>> START Text segment

So Web 2.0 is mostly about copyright infringement? Even more reason not
to associate Wikipedia with it. :)

-Gurch

_______________________________________________
foundation-l mailing list
foundation-l@lists.wikimedia.org
Unsubscribe: http://lists.wikimedia.org/mailman/listinfo/foundation-l
Re: Thank you for discussing my Top 25 Nonprofit LIst [ In reply to ]
geni wrote:
> On 03/10/2007, Allan Benamer <abenamer@nonprofittechblog.org> wrote:
>> Hehe.. well, I just want monthly unique visitors.
>
> When it was said almost nothing was collected that wasn't a joke.
>

I'll try to clarify what geni is saying. The Wikimedia Foundation relies
exclusively on donations and has a very tight budget. It can only buy as
much hardware as it can afford, and can only just afford enough to keep
the sites running. (The toolserver had to be donated separately).

The resources just aren't available to completely log all site traffic -
it would require scripts to process the mess of data generated at a fast
enough pace to keep up without using up precious CPU time, and a whole
load of extra disk space to store this data.

It's not possible to just "release all log data", because it doesn't exist.

>> END Text segment

Tasks —
(a) Copy the passage of the Wikimedia mailing list thread from "I'll try to" up to and including "store this data.".
(b) Write what comes next in the Wikimedia mailing list thread on site traffic logs, continuing after its final sentence.

>> START Dataset extract

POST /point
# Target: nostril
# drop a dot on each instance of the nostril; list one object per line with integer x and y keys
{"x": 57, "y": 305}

>> END Dataset extract

Task-by-task results —
(a)
I'll try to clarify what geni is saying. The Wikimedia Foundation relies
exclusively on donations and has a very tight budget. It can only buy as
much hardware as it can afford, and can only just afford enough to keep
the sites running. (The toolserver had to be donated separately).

The resources just aren't available to completely log all site traffic -
it would require scripts to process the mess of data generated at a fast
enough pace to keep up without using up precious CPU time, and a whole
load of extra disk space to store this data.

(b)
-Gurch

_______________________________________________
foundation-l mailing list
foundation-l@lists.wikimedia.org
Unsubscribe: http://lists.wikimedia.org/mailman/listinfo/foundation-l
Re: Thank you for discussing my Top 25 Nonprofit LIst [ In reply to ]
Ummm when I use Web 2.0 terms, I basically go off Tim O'Reilly's
understanding of it over at:

http://www.oreilly.com/pub/a/oreilly/tim/news/2005/09/30/what-is-web-20.html

As far as he's concerned (and yes, I know Wikis predate the term), Wikipedia
is the epitome of Web 2.0. Think of it this way -- art deco as a term for a
particular class of art objects didn't exist until the 60s despite the fact
that the objects in question were made in the 20s and 30s.

Anyway, I'm eagerly waiting for the revival of Wikimedia statistics
gathering!

On 10/3/07, Gregory Maxwell <gmaxwell@gmail.com> wrote:
>
> On 10/3/07, Matthew Britton <matthew.britton@btinternet.com> wrote:
> > Also, easy on the buzzwords. Wikipedia's success does not stem from
> > shiny Ajaxey features. Wikis predate Web 2.0 by some time.
>
> Depending on who you're talking to Web 2.0 alternatively means
> user-exploitative^wcontributed content, or even the fast-and-lose
> handling of copyright which so often goes with it.
>
> I think it's terrible to call those things "Web 2.0", while AJAX makes
> sense... but people are doing it. ::shrugs::
>
> There is also a very .. um.. interesting video on Wikiversity about
> Web2.0 which spends most of its time talking about free content
> licenses and doesn't mention AJAX at all ;), all while using a
> soundtrack which is most likely a copyright infringement. ;)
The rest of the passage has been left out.